======== Passage to read ========
Store Sales - Time Series Forecasting¶

Overview¶

The Program is divided into several sections:

  1. Analyzing & Visualizing Data
  2. Other Impact Factors
  3. A Simple Model
  4. An Enhanced Model
  5. Hybrid Models
  6. Conclusion

Introduction¶

In general, there are four components of movement of the time series and each of them presents a distinct aspect of the behavior of the time series. They are:

  • Secular trend: a statistical tendency that can be easily identified as an overall long period.

  • Seasonality: such as monthly or weekly frequency of repetition.

  • Cyclical fluctuations: time series repeats periodically but not seasonal variations;

  • Irregular variations: which are other nonrandom sources of variations of series, such as on holidays, events.
========
[Exercise requirements]:
• a. In the store sales forecasting overview, extract the passage that begins at the words "Introduction¶" and stop after "on holidays, events.".
• b. In the store sales forecasting overview, what example is given for seasonality?
The material plays no part in any of this.
======== Provided material ========
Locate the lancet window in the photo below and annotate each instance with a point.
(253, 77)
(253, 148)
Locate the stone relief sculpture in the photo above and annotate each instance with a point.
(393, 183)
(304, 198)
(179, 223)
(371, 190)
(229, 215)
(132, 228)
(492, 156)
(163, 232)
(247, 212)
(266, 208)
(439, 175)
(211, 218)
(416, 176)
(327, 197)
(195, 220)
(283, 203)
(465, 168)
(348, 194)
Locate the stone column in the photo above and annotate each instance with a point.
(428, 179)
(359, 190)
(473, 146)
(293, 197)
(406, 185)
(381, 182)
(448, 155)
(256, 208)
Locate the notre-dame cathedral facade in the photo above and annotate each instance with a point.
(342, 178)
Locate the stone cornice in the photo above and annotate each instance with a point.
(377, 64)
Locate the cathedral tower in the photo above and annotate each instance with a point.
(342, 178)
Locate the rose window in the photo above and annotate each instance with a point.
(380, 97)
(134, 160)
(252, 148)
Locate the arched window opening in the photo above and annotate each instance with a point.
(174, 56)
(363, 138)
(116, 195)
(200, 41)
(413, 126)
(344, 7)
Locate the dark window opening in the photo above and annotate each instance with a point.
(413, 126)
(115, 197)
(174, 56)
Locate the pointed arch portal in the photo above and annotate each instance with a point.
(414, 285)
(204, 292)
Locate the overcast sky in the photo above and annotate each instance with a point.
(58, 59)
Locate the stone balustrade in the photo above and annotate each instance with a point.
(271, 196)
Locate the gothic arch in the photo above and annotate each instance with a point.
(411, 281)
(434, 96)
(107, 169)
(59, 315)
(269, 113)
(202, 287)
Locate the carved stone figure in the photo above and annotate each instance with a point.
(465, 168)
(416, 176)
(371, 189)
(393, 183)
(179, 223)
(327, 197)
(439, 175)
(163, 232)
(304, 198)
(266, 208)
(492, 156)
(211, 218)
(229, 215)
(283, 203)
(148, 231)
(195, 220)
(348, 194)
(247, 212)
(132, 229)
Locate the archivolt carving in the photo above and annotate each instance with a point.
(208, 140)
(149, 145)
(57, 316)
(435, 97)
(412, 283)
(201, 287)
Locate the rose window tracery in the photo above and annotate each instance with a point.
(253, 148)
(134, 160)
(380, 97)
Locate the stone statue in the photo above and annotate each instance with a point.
========
[Problem solutions]:
• a.
Introduction¶

In general, there are four components of movement of the time series and each of them presents a distinct aspect of the behavior of the time series. They are:

  • Secular trend: a statistical tendency that can be easily identified as an overall long period.

  • Seasonality: such as monthly or weekly frequency of repetition.

  • Cyclical fluctuations: time series repeats periodically but not seasonal variations;

  • Irregular variations: which are other nonrandom sources of variations of series, such as on holidays, events.

• b. Monthly or weekly frequency of repetition.